'''

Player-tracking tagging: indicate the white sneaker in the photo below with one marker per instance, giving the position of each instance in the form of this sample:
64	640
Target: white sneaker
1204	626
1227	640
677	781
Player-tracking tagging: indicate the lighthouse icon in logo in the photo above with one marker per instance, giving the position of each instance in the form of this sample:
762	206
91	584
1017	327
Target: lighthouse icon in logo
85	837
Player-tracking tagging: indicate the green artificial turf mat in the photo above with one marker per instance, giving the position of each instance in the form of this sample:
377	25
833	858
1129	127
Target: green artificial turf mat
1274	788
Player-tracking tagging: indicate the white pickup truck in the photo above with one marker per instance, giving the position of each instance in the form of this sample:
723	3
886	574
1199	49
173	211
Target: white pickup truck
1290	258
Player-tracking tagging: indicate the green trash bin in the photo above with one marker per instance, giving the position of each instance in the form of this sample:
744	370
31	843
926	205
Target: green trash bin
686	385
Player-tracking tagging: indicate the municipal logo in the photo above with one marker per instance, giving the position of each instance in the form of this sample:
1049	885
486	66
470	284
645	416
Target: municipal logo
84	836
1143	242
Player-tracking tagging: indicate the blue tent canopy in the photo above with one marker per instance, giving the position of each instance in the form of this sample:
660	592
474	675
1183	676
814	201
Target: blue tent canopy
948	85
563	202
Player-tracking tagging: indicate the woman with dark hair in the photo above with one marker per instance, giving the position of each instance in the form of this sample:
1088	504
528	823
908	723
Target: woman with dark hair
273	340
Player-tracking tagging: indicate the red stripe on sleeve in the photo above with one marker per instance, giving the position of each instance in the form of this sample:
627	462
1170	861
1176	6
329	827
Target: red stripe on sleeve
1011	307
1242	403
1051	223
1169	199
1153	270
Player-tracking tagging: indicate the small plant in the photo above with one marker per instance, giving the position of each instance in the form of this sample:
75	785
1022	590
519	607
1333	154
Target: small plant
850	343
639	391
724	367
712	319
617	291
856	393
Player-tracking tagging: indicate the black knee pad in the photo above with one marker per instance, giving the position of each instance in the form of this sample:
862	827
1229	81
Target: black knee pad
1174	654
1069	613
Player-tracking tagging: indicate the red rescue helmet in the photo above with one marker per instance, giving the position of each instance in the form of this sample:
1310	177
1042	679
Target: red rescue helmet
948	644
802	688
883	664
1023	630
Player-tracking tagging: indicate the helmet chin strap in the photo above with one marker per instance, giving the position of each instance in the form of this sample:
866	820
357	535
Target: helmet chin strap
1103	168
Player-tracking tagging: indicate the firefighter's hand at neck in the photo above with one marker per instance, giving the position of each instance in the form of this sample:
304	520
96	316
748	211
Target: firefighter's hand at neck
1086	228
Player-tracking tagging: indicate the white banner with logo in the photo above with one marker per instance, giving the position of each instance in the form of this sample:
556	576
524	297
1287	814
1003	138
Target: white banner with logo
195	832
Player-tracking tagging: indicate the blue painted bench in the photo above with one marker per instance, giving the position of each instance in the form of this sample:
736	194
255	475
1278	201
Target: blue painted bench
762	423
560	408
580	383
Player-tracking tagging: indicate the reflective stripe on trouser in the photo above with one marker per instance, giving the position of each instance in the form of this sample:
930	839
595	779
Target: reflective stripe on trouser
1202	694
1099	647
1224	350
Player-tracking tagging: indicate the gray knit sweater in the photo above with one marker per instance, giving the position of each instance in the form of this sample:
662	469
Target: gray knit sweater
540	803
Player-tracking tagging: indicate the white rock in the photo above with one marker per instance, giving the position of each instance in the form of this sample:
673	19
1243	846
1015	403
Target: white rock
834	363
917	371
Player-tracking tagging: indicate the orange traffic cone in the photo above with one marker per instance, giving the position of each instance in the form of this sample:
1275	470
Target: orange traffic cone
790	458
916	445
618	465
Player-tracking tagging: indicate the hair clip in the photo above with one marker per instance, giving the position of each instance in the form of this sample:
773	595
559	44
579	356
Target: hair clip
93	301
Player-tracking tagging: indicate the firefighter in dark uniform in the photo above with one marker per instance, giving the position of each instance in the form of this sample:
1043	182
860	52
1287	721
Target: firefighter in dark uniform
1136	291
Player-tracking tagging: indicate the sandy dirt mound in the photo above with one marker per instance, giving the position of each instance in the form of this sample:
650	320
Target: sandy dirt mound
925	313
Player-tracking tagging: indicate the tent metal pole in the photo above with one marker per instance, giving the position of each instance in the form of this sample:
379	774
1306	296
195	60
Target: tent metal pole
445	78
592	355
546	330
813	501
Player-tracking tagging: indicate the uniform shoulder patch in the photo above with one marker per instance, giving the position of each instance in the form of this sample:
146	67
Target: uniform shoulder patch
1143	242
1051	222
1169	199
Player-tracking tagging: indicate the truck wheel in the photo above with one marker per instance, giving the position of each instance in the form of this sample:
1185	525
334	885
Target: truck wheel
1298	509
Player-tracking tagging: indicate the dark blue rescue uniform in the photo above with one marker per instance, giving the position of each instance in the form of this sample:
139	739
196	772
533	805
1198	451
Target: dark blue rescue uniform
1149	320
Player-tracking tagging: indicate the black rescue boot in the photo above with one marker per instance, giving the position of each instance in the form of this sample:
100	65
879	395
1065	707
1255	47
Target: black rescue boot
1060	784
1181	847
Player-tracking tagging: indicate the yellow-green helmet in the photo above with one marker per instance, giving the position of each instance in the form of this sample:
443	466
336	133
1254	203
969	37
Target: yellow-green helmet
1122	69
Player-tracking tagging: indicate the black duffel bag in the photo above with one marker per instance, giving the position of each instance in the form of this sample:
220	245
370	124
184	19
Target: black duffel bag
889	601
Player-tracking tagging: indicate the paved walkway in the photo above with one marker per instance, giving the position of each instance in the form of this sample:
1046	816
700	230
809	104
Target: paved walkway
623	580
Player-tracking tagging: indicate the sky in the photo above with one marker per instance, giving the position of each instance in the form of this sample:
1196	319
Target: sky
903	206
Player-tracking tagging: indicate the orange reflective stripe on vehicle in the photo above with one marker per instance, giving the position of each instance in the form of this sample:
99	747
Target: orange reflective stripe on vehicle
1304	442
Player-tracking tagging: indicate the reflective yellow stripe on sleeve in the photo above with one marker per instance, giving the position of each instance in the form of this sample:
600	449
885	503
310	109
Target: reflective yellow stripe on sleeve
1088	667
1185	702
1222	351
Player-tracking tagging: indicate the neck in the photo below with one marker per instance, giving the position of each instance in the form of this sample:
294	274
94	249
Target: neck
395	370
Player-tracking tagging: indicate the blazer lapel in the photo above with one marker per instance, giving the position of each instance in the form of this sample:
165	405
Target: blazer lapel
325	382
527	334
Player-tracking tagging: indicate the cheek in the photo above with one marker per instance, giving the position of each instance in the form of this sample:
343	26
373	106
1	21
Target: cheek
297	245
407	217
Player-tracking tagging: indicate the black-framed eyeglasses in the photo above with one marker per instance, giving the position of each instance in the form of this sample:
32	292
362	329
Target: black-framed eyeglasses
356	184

'''

**Aim:** Starting at the line that has "Player-tracking tagging: indicate the orange reflective" and continuing through the end of the entries, write those lines out again with "blazer lapel" swapped for "suit lapel" and everything else left as it is.

**Full output:**
Player-tracking tagging: indicate the orange reflective stripe on vehicle in the photo above with one marker per instance, giving the position of each instance in the form of this sample:
99	747
Target: orange reflective stripe on vehicle
1304	442
Player-tracking tagging: indicate the reflective yellow stripe on sleeve in the photo above with one marker per instance, giving the position of each instance in the form of this sample:
600	449
885	503
310	109
Target: reflective yellow stripe on sleeve
1088	667
1185	702
1222	351
Player-tracking tagging: indicate the neck in the photo below with one marker per instance, giving the position of each instance in the form of this sample:
294	274
94	249
Target: neck
395	370
Player-tracking tagging: indicate the suit lapel in the photo above with one marker per instance, giving the position of each instance in the form of this sample:
165	405
Target: suit lapel
325	382
527	334
Player-tracking tagging: indicate the cheek in the photo above with one marker per instance, giving the position of each instance in the form of this sample:
343	26
373	106
1	21
Target: cheek
297	245
407	217
Player-tracking tagging: indicate the black-framed eyeglasses in the photo above with one marker per instance, giving the position of each instance in the form of this sample:
32	292
362	329
Target: black-framed eyeglasses
356	184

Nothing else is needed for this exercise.